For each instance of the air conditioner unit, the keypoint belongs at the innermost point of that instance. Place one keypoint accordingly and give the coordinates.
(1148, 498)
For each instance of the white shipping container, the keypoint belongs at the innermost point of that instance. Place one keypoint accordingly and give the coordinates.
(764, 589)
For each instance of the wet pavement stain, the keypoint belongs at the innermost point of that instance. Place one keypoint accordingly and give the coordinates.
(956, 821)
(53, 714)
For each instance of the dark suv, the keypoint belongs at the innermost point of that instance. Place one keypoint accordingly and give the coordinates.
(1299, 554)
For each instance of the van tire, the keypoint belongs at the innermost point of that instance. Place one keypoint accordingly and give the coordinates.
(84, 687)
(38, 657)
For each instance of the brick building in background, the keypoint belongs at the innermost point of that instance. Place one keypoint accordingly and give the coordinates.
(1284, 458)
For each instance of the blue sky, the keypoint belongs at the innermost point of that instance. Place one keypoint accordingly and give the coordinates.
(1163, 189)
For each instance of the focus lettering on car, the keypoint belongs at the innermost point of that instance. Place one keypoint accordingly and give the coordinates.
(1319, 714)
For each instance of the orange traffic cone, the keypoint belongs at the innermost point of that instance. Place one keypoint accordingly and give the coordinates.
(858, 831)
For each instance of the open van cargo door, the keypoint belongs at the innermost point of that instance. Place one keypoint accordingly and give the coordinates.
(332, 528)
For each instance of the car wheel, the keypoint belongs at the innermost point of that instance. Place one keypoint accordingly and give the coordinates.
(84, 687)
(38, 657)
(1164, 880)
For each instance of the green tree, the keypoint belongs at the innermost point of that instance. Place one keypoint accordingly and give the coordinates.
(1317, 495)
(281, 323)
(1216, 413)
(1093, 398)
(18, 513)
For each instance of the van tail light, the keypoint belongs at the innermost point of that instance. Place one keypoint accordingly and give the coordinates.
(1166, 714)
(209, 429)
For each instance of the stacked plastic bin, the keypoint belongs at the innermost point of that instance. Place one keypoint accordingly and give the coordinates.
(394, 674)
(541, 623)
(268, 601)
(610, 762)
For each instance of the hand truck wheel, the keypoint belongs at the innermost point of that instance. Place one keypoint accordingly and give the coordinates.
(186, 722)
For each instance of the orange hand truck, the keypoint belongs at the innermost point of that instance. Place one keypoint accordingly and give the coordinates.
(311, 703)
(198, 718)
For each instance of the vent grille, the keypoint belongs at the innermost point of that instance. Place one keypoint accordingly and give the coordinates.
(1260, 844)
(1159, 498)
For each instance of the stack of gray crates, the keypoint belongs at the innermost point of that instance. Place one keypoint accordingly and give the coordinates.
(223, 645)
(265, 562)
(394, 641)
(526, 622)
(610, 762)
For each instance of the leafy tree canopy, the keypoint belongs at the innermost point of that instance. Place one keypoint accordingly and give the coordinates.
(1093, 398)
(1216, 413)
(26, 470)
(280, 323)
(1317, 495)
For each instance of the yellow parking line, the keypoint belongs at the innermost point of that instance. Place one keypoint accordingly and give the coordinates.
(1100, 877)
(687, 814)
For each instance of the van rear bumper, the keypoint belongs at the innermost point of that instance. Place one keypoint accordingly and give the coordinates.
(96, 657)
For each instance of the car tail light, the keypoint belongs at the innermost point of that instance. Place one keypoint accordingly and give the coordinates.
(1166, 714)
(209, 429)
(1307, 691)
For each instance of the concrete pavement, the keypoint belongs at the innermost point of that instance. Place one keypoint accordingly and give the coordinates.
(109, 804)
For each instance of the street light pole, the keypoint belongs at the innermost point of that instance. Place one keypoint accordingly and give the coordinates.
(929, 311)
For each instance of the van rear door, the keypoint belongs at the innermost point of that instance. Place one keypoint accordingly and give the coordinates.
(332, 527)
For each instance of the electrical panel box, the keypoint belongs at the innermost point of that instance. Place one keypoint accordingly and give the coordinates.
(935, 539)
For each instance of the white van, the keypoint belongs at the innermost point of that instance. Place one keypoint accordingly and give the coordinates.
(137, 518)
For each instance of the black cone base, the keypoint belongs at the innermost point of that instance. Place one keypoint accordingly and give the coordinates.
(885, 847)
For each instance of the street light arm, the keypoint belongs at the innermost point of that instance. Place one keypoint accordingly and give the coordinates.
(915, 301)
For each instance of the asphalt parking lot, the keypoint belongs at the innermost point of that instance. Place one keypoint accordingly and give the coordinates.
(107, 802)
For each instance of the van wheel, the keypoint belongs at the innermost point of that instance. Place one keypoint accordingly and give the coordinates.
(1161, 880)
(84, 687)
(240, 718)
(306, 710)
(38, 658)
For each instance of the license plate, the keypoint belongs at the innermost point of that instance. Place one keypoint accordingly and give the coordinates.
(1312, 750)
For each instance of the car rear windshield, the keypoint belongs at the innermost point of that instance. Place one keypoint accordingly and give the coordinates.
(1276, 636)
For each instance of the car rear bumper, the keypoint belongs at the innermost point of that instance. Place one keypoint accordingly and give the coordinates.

Work item> All of the data above needs to be transcribed verbatim.

Answer to this task>
For each instance of the air conditioner unit, the keypoint belongs at the innermost point of that instance. Place one keypoint accordingly and give the coordinates.
(1148, 498)
For each instance of the white shipping container, the keypoint belongs at the innermost point of that instance. Place one keypoint accordingly and give the coordinates.
(764, 589)
For each instance of the wet pavement stain, the keypoint belongs at the innermost point of that instance. Place one keypoint accordingly and give the coordinates.
(956, 821)
(53, 714)
For each instance of the dark suv, the keypoint belongs at the innermost point of that instance. Place one keypoint accordingly and give the coordinates.
(1299, 554)
For each instance of the van tire, the keypoint belongs at the innermost point of that instance. Place one keypoint accordingly and give the coordinates.
(84, 687)
(38, 657)
For each instance of the brick building in background, the keypoint belongs at the innermost point of that instance. Place one keypoint accordingly and give the coordinates.
(1284, 458)
For each instance of the blue sky, the keypoint belongs at the innermost point of that instance. Place one keypoint accordingly and give the coordinates.
(1163, 189)
For each instance of the focus lettering on car, the keypoint belongs at the innermost point of that instance. Place one keypoint accordingly and give the coordinates.
(1319, 714)
For each instance of the orange traffic cone, the keypoint belongs at the innermost point of that instance. Place one keypoint accordingly and give the coordinates.
(858, 831)
For each instance of the open van cargo door, the keypoint belongs at the innermost point of that instance. Place one keypoint accordingly and give the coordinates.
(332, 528)
For each instance of the car wheel, the keypoint belongs at the innermost point of that instance. Place one keypoint accordingly and give the coordinates.
(84, 687)
(38, 657)
(1164, 880)
For each instance of the green tree, the keypoint belongs at the innermost point of that instance. Place one keypoint accordingly and give the coordinates.
(1317, 495)
(281, 323)
(1216, 413)
(1093, 398)
(18, 513)
For each instance of the van tail light, the keypoint belongs at the innermost point of that instance. Place one keypoint accordingly and give the coordinates.
(1166, 714)
(209, 429)
For each instance of the stacked plastic bin, the keypoint belongs at the innermost point of that instance. Place one keypoint accordingly and give the coordinates.
(394, 674)
(541, 623)
(268, 601)
(610, 762)
For each instance of the hand truck wheel, the keypoint belongs at the innermost point of that instance. Place one keypoint accordingly and give the coordinates.
(186, 722)
For each instance of the orange hand truck, the keypoint belongs at the innermost point of that instance. Place one keypoint accordingly and give the coordinates.
(311, 703)
(198, 718)
For each instance of the vent grille, the keypoint belongs at the innermost point of that instance. Place one keypoint accordingly and give the coordinates.
(1260, 844)
(1159, 498)
For each instance of the stack of gray crates, the keypoint belongs at the innermost point of that instance. Place one keypoint accordingly and give the coordinates.
(223, 645)
(265, 562)
(394, 641)
(526, 622)
(610, 762)
For each instance of the leafy tree canopy, the keypoint belongs at the innermost point of that instance. Place one keypoint accordingly and give the coordinates.
(1093, 398)
(1216, 413)
(26, 470)
(280, 323)
(1317, 495)
For each instance of the yellow parking line, the keypoint belongs at the innermost point of that instance. Place one keypoint accordingly and give the coordinates.
(1100, 877)
(687, 814)
For each instance of the van rear bumper, the keypoint belongs at the innermost point of that instance. Place one keypoint accordingly and give the coordinates.
(96, 657)
For each instance of the car tail light, the keypoint belongs at the innermost point of that instance. Place one keypoint accordingly and give the coordinates.
(1166, 714)
(209, 429)
(1307, 691)
For each instance of the concrete pavement, the keypoint belongs at the innermost point of that instance. Place one keypoint accordingly and give the coordinates.
(109, 804)
For each instance of the street light pole, the keypoint belongs at the innermost point of that instance. Place one keypoint accordingly and give the coordinates.
(929, 311)
For each instance of the van rear door, the keypoint belongs at the innermost point of that instance. Place one keypoint accordingly and give the coordinates.
(332, 527)
For each instance of the electrical panel box, the keypoint belongs at the innermost point of that instance. Place one keypoint accordingly and give the coordinates.
(935, 539)
For each instance of the white van, the keypoint belongs at the innermost point of that instance. Place one keypoint accordingly and give the coordinates.
(137, 518)
For each instance of the black cone base, the keypoint belongs at the innermost point of that instance. Place one keypoint accordingly and give the coordinates.
(885, 847)
For each instance of the street light arm, the keypoint belongs at the innermost point of that instance. Place one keypoint accordingly and give the coordinates.
(915, 301)
For each instance of the asphalt parking lot, the keypoint belongs at the innermost point of that instance. Place one keypoint accordingly and give the coordinates.
(107, 802)
For each instance of the van wheel, the keypoint belongs at the innermost point of that instance. Place one keypoint accordingly and give the coordinates.
(1161, 880)
(84, 687)
(240, 718)
(306, 710)
(38, 658)
For each instance of the license plate, the keypoint belongs at the innermost point of that instance. Place one keypoint accordingly and give the coordinates.
(1312, 750)
For each instance of the car rear windshield, the keypoint belongs at the innermost point of that instance. Place one keypoint accordingly and give the coordinates.
(1276, 636)
For each instance of the car rear bumper, the keypoint belongs at the innermost point of that instance. Place one keypoint accordingly and give the coordinates.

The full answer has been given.